FOLGENDES BEARBEITEN:
**a)** Beantworten Sie anhand des Spielberichts zum Nord-Derby die folgenden Fragen:
(i) In welcher Minute erzielte Sokratis sein Tor gegen René Adler?
(ii) Wie viele Zuschauer verfolgten die Partie ungefähr?
(iii) Wer schoss den Treffer zum 3:1 für den HSV?
**b)** Schreiben Sie aus dem Spielbericht zum Nord-Derby den Abschnitt wortgetreu ab, der mit den Worten beginnt, die „3:2 lautete das“ enthalten, und mit „nichts mehr ändern.“ schließt.

TEXTAUSZUG:
Viele Aufreger im Nord-Derby: HSV bezwingt Werder 3:2

Hamburg (dpa) - Weil der Hamburger SV nach drei Pleiten endlich wieder das prestigeträchtige Derby gegen Werder Bremen gewonnen hatte, konnte der ehrgeizige Nationaltorhüter René Adler seinen eklatanten Fehlgriff sogar mit Humor nehmen.

„Da merkt man, dass ich alt werde und nicht so schnell runterkomme“, flachste der Schlussmann. Sokratis hatte ihm in der 54. Minute den Ball aus 16 Metern gewissermaßen durch die Hosenträger in den Kasten geschossen. „Das Tor hat ja keinen Punkt gekostet. Wichtig ist der Sieg“, meinte der Sachse, gab dann aber auch zu: „Natürlich muss ich den halten.“

3:2 lautete das Endresultat einer letztlich rassigen Partie, die die knapp 55 000 frierenden Zuschauer nach fadem Spiel und 1:1 Toren - Assani Lukimya für Werder, Heung-Min Son für den HSV - in der ersten Halbzeit kaum mehr für möglich gehalten hatten.

Wie schon in Nürnberg kam der HSV mit Feuereifer aus der Kabine. Wenige Sekunden nach Wiederanpfiff hieß es durch Dennis Aogo 2:1, weitere sechs Minuten später zappelte der Ball nach dem Treffer von Artjoms Rudnevs zum 3:1 im Netz. „Die zweite Halbzeit haben wir überragend gespielt. Warum das immer so ist - keine Ahnung“, meinte HSV-Spiellenker Rafael van der Vaart. Da konnte auch der Gegentreffer von Sokratis nichts mehr ändern.

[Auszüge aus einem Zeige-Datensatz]
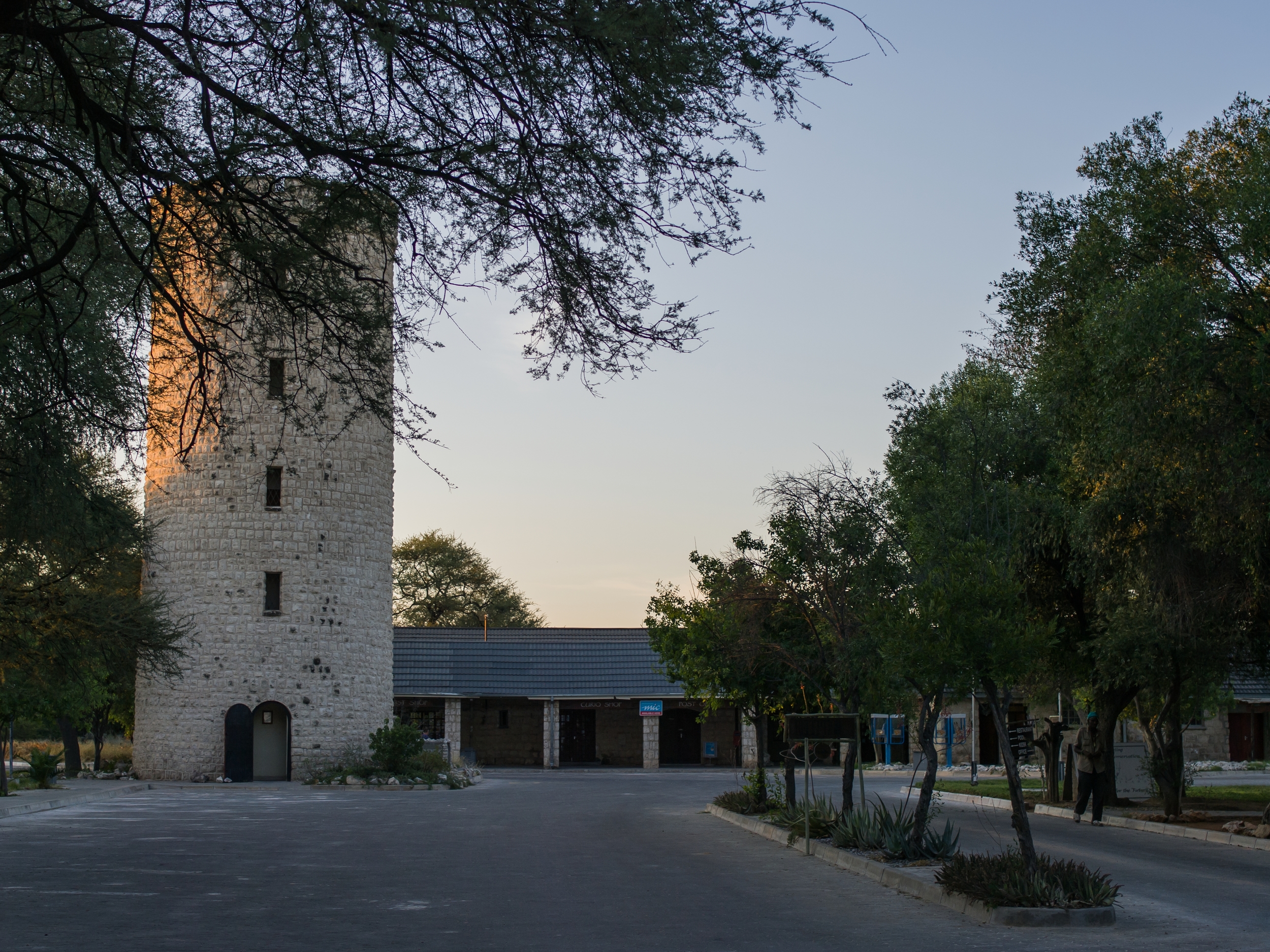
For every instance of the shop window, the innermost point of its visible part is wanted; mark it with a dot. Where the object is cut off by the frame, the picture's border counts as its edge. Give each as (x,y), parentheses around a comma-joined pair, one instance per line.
(276,371)
(273,488)
(273,593)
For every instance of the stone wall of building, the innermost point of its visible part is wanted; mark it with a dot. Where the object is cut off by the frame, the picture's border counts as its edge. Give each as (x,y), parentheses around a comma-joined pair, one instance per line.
(519,744)
(620,737)
(327,654)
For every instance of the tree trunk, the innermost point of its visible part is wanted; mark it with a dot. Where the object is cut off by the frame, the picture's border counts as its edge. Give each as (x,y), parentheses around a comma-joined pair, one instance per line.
(928,719)
(847,752)
(101,719)
(70,747)
(1110,704)
(1000,704)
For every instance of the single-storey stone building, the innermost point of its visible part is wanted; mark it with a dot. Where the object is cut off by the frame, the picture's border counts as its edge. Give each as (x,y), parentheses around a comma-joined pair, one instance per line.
(555,697)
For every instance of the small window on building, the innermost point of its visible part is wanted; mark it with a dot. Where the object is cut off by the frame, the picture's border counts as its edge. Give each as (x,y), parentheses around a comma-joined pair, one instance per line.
(273,593)
(276,370)
(273,488)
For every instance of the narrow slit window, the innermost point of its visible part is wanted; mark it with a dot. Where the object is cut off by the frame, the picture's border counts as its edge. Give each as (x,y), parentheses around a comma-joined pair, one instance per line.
(273,488)
(276,370)
(273,593)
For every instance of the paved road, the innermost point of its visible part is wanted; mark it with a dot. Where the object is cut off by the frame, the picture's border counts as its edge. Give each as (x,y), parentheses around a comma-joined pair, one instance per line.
(602,860)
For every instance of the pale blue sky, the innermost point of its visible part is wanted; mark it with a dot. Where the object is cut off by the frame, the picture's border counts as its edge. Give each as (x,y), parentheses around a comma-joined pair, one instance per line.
(872,257)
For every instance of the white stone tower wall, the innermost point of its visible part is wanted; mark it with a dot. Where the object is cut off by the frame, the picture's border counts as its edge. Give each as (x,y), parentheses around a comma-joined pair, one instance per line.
(328,655)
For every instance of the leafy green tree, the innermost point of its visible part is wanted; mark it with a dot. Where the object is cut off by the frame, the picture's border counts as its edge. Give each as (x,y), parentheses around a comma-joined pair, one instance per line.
(1141,323)
(962,463)
(830,557)
(724,644)
(438,580)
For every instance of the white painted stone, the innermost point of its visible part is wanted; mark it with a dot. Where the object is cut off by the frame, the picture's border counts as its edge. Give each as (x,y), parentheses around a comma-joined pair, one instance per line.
(550,733)
(652,743)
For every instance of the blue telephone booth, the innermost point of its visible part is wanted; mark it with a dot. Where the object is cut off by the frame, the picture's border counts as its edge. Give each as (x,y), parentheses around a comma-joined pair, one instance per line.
(888,732)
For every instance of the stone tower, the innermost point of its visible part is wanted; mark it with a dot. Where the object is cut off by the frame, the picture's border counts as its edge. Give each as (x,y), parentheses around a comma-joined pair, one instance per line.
(276,541)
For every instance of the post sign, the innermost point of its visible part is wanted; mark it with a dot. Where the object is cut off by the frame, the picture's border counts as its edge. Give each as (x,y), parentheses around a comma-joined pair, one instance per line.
(821,727)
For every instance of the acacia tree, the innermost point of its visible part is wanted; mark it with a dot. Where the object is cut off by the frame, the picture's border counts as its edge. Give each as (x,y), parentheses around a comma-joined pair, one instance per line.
(830,559)
(536,145)
(1141,321)
(438,580)
(962,463)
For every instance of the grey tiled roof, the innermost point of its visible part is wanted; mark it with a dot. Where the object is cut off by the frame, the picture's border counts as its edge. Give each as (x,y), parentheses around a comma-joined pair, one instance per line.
(1250,686)
(527,663)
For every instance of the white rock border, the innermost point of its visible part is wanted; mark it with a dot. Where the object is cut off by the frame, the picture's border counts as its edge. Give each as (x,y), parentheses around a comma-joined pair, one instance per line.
(915,887)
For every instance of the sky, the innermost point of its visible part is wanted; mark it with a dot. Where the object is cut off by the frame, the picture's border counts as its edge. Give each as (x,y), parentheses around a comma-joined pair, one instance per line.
(872,257)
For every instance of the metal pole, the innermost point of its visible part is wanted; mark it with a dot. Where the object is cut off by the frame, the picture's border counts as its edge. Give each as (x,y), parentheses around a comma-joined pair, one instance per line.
(552,734)
(807,795)
(860,760)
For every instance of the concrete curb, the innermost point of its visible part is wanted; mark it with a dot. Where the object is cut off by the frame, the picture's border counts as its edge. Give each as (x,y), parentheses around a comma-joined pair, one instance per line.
(1165,828)
(992,803)
(915,887)
(72,800)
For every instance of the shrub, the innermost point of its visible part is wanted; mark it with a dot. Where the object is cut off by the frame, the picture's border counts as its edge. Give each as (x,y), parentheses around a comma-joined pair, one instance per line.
(394,748)
(888,831)
(44,767)
(1001,880)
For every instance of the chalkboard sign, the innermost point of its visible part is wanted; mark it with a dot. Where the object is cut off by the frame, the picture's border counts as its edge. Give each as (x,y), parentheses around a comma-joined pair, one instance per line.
(821,727)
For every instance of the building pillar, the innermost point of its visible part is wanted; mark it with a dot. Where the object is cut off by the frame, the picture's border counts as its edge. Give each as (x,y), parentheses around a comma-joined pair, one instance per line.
(455,729)
(652,743)
(550,734)
(748,744)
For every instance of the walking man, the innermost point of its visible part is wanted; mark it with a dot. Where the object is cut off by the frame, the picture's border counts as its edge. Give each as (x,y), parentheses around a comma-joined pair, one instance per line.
(1090,770)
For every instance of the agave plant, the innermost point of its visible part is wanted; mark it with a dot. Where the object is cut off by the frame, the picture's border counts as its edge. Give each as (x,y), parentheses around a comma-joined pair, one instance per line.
(44,767)
(819,815)
(885,829)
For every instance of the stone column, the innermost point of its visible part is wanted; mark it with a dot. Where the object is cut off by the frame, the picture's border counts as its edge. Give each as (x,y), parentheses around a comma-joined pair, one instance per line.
(652,743)
(748,744)
(455,729)
(550,734)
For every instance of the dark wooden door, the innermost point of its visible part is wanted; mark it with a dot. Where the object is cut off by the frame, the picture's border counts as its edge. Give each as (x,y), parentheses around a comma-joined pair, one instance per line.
(681,738)
(239,748)
(577,737)
(1241,737)
(990,750)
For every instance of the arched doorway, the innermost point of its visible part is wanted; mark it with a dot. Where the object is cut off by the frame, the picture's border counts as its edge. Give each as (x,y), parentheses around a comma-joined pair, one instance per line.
(238,744)
(271,742)
(680,738)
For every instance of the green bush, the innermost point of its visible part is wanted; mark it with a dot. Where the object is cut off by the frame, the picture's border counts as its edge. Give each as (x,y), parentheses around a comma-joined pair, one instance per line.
(819,815)
(44,767)
(1001,880)
(888,831)
(395,747)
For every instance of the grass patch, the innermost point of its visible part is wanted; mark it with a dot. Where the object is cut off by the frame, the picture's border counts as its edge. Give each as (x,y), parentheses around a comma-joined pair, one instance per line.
(1250,794)
(427,768)
(997,787)
(1001,880)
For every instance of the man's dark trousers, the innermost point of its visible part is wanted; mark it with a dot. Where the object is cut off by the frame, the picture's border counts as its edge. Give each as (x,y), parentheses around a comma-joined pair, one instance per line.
(1091,783)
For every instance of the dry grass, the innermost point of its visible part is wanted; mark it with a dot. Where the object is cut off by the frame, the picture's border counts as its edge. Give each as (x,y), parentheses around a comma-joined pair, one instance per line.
(113,750)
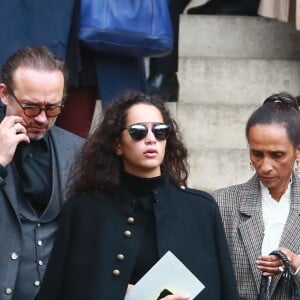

LÖSUNGEN:
**a)**
(i) In der 54. Minute.
(ii) Knapp 55 000.
(iii) Artjoms Rudnevs.

**b)**
3:2 lautete das Endresultat einer letztlich rassigen Partie, die die knapp 55 000 frierenden Zuschauer nach fadem Spiel und 1:1 Toren - Assani Lukimya für Werder, Heung-Min Son für den HSV - in der ersten Halbzeit kaum mehr für möglich gehalten hatten.

Wie schon in Nürnberg kam der HSV mit Feuereifer aus der Kabine. Wenige Sekunden nach Wiederanpfiff hieß es durch Dennis Aogo 2:1, weitere sechs Minuten später zappelte der Ball nach dem Treffer von Artjoms Rudnevs zum 3:1 im Netz. „Die zweite Halbzeit haben wir überragend gespielt. Warum das immer so ist - keine Ahnung“, meinte HSV-Spiellenker Rafael van der Vaart. Da konnte auch der Gegentreffer von Sokratis nichts mehr ändern.